Task prompt:
Look through the data below and extract, unchanged, the lines from the one that contains "Label: black trousers" to the one that contains "Label: wooden support post", both included.

BEGIN Data for this task

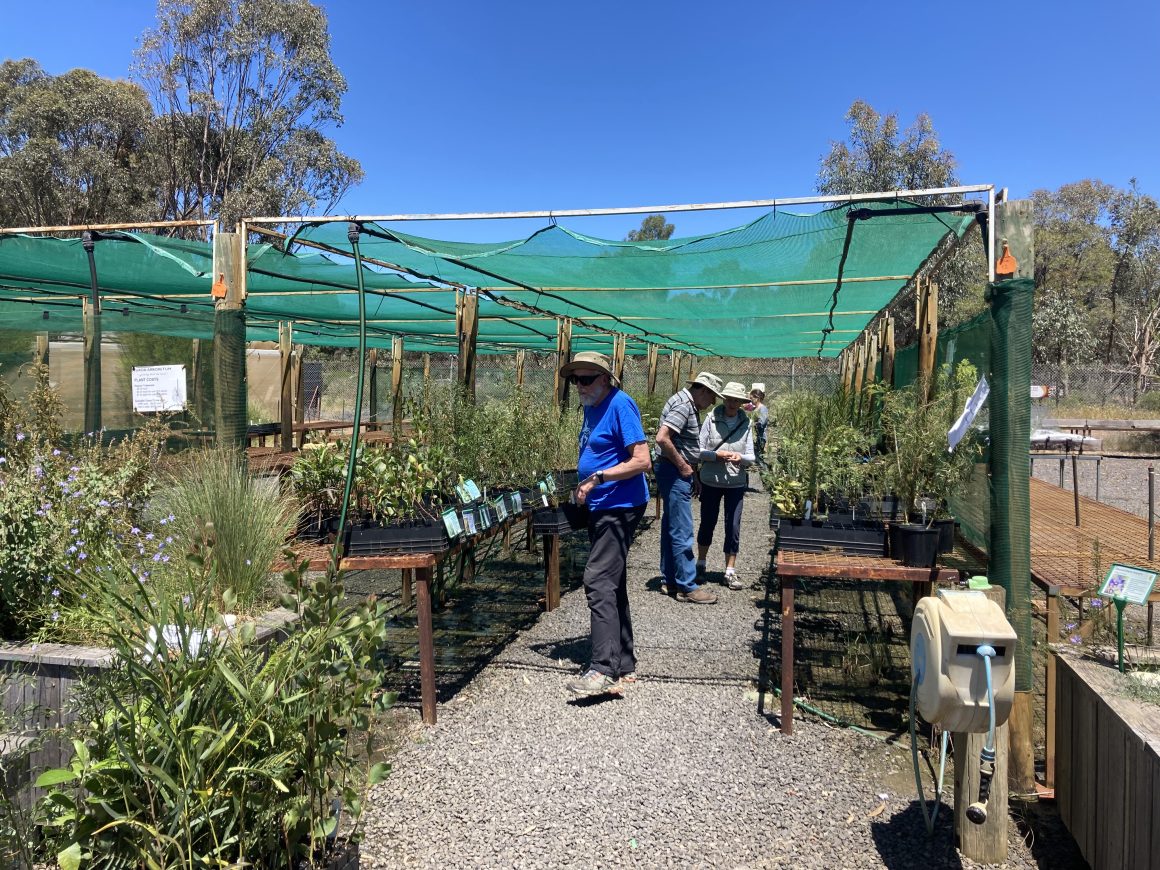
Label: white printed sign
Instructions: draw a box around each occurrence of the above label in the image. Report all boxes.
[131,364,187,413]
[947,376,989,451]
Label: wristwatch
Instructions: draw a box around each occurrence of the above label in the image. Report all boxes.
[595,471,605,484]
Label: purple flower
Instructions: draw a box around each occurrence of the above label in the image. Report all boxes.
[159,517,168,526]
[80,593,87,600]
[182,594,191,607]
[98,499,110,508]
[1069,634,1082,645]
[51,610,59,621]
[131,527,140,535]
[1090,599,1103,609]
[152,553,162,562]
[165,536,173,544]
[167,514,175,522]
[0,457,6,465]
[51,588,60,598]
[162,555,170,563]
[145,533,155,541]
[16,433,25,442]
[52,449,61,457]
[77,552,86,561]
[245,559,251,566]
[67,546,77,555]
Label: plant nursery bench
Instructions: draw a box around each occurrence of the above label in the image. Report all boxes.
[771,550,959,736]
[291,513,570,726]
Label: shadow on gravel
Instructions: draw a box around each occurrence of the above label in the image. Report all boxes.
[870,801,964,869]
[566,693,624,709]
[527,635,591,669]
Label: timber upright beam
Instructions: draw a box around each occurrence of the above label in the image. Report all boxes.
[611,334,626,384]
[671,351,682,395]
[646,345,659,397]
[213,228,247,449]
[366,348,379,431]
[35,332,49,368]
[916,278,939,402]
[292,346,305,447]
[81,231,102,435]
[514,349,526,388]
[456,290,479,400]
[543,533,561,611]
[391,336,404,440]
[554,319,572,409]
[279,322,294,452]
[880,316,896,387]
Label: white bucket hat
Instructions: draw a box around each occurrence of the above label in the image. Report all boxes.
[686,371,723,397]
[750,382,766,397]
[721,381,750,401]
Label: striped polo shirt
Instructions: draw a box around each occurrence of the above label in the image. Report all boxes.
[657,388,702,465]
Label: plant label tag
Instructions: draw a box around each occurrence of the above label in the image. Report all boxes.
[441,507,463,539]
[461,510,477,536]
[545,473,556,493]
[512,492,523,513]
[493,497,508,521]
[465,480,482,500]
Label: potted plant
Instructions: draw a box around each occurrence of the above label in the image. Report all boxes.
[345,442,451,556]
[876,362,984,565]
[291,442,347,540]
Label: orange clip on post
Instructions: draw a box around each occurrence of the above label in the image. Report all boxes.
[211,273,227,299]
[995,241,1017,279]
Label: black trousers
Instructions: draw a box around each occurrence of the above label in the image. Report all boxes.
[583,504,647,678]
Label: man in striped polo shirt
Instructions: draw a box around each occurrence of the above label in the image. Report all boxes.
[653,371,723,604]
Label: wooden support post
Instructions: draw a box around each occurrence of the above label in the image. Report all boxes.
[780,577,797,735]
[543,533,561,611]
[686,353,696,384]
[916,278,939,403]
[401,567,413,609]
[293,348,307,448]
[954,583,1009,864]
[646,344,659,397]
[35,332,49,368]
[213,229,247,449]
[671,351,682,396]
[456,290,478,400]
[1149,464,1155,560]
[423,352,431,386]
[1045,586,1060,788]
[1008,692,1036,798]
[611,334,626,383]
[190,338,207,425]
[279,322,294,452]
[881,316,896,387]
[994,199,1035,281]
[1072,454,1081,526]
[81,231,102,435]
[366,347,379,432]
[415,566,437,725]
[514,349,526,388]
[840,348,854,395]
[391,336,404,441]
[554,319,572,409]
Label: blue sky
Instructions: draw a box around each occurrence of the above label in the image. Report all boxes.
[3,0,1158,241]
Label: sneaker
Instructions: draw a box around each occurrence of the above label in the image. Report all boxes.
[609,672,637,695]
[725,570,743,590]
[567,668,613,696]
[683,585,718,605]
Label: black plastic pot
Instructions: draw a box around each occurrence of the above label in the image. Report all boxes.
[290,837,359,870]
[345,518,450,556]
[776,517,886,557]
[532,502,588,535]
[932,518,956,553]
[555,469,581,490]
[892,523,940,567]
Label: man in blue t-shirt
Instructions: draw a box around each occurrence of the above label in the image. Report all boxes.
[560,351,651,697]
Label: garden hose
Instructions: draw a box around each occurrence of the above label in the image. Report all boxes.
[909,680,949,836]
[966,645,997,825]
[333,222,368,567]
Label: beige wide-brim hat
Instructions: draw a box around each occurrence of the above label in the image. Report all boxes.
[559,351,619,385]
[721,381,750,401]
[686,371,723,397]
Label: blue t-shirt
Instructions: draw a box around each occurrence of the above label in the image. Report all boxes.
[577,388,649,511]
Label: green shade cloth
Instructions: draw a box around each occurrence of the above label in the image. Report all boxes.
[1,199,973,356]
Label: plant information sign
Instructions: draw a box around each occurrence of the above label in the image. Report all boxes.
[131,364,187,413]
[1098,563,1157,606]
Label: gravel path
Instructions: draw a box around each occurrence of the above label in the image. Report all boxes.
[358,477,1051,869]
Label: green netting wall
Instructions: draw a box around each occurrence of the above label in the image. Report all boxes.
[892,278,1033,691]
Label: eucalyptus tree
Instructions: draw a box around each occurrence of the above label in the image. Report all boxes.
[625,214,675,242]
[816,100,983,332]
[0,59,157,228]
[134,0,363,226]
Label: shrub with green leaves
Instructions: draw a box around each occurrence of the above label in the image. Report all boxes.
[0,366,163,640]
[35,555,392,869]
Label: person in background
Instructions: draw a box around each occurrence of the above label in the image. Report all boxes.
[654,371,723,604]
[560,352,651,697]
[695,382,756,590]
[748,383,768,466]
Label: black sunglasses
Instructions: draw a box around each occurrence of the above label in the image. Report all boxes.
[569,373,603,386]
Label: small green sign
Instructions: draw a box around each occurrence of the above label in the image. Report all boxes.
[1099,563,1158,606]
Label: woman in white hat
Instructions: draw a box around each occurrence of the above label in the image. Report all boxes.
[695,381,756,589]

END Data for this task

Response box:
Label: black trousers
Instructions: draw a box around each occurrence of the above label in the image. Report all boxes.
[583,504,647,678]
Label: man in striped polo shirt
Instructions: draw a box around each occurrence of the above label in the image. Report all boxes.
[653,371,723,604]
Label: wooden support post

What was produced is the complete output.